*** Source information ***

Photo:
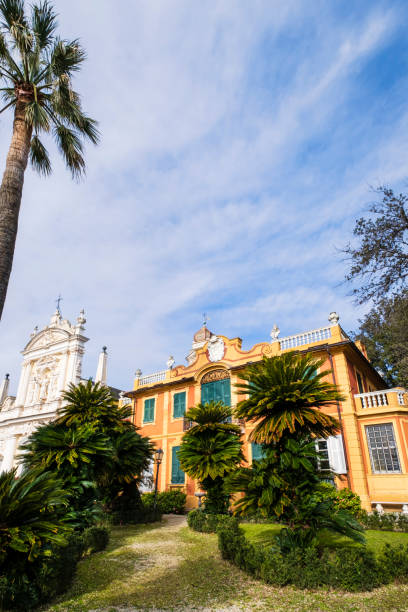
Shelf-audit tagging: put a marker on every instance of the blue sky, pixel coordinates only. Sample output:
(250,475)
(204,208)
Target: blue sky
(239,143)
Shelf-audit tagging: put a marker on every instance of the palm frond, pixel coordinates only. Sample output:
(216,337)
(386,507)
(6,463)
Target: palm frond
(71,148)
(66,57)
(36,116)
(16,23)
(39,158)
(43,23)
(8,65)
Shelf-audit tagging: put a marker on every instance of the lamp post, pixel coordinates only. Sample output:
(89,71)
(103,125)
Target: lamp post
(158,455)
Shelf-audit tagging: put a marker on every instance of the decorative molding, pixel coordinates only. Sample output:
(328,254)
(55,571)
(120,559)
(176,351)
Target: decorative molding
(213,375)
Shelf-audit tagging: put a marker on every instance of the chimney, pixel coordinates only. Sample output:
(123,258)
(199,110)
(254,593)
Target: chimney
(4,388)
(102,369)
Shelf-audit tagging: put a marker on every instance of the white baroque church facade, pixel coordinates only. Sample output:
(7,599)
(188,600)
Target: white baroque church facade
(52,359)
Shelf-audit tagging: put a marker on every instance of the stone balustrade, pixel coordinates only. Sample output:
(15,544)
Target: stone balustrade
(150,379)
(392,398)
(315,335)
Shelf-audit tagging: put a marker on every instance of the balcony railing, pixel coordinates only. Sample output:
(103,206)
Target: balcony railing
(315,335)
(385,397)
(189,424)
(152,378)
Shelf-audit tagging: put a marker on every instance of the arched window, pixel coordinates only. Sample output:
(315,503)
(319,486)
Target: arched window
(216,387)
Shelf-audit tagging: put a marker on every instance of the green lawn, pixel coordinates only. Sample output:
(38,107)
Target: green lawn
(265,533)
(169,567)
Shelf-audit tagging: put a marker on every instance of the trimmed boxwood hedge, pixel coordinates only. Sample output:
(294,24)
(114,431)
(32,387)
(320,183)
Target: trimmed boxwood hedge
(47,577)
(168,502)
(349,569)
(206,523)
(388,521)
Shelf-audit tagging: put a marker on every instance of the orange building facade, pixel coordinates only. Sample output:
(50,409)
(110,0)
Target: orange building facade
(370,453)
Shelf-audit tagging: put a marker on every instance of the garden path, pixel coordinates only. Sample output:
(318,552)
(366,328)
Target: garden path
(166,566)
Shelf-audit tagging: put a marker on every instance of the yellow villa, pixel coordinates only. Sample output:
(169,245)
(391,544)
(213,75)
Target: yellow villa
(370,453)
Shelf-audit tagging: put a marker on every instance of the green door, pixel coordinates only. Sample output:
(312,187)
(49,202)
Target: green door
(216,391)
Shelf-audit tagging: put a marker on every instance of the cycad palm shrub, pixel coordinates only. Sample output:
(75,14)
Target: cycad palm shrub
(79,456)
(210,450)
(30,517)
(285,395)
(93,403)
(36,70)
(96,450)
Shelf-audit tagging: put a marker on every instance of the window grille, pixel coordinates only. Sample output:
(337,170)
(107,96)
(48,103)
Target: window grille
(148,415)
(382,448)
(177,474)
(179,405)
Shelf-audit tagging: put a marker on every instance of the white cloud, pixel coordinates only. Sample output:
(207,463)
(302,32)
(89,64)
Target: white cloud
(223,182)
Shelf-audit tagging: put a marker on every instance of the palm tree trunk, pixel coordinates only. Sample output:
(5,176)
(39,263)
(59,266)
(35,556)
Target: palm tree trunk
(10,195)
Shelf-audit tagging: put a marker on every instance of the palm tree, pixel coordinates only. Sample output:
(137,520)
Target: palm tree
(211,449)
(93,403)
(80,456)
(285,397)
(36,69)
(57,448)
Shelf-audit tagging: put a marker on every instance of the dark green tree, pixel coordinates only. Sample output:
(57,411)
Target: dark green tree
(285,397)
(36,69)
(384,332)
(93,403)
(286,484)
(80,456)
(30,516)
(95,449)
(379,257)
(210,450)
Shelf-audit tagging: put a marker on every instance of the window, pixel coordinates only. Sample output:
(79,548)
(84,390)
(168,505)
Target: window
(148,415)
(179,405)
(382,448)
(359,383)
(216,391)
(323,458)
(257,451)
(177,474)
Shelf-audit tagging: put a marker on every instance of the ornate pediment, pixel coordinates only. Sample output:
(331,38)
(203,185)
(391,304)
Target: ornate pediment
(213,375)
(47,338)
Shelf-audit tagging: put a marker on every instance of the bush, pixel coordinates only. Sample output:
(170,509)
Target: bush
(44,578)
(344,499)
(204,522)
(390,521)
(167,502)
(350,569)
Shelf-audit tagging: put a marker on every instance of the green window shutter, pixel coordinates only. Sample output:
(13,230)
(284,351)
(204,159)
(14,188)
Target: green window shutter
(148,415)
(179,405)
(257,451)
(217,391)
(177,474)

***

▸ **Work to be completed**
Restate word for word only the lines from where the entries begin through the one with "the white baroque"; omit the pictures.

▸ **Result for this task**
Photo:
Shelf-audit tagging: put a marker on every instance of the blue sky, pixel coordinates only. Sample output:
(250,475)
(204,208)
Target: blue sky
(239,143)
Shelf-audit tagging: put a marker on every instance of the palm frond, pixel coordinates only. Sample output:
(216,337)
(386,507)
(6,463)
Target: palm frond
(71,148)
(66,57)
(36,116)
(16,23)
(39,158)
(43,23)
(8,65)
Shelf-audit tagging: put a marker on every instance of the lamp post, pixel coordinates only. Sample output:
(89,71)
(103,125)
Target: lamp post
(158,455)
Shelf-audit tagging: put a marker on every instance of the decorative molding, pixel coordinates only. Sample output:
(328,254)
(55,571)
(120,559)
(176,351)
Target: decorative molding
(213,375)
Shelf-audit tagging: put a marker on every instance of the chimney, pixel coordinates only. Sample output:
(123,258)
(199,110)
(254,593)
Target: chimney
(4,388)
(102,369)
Shelf-audit tagging: put a marker on every instance of the white baroque church facade, pixel coordinates only. Sample output:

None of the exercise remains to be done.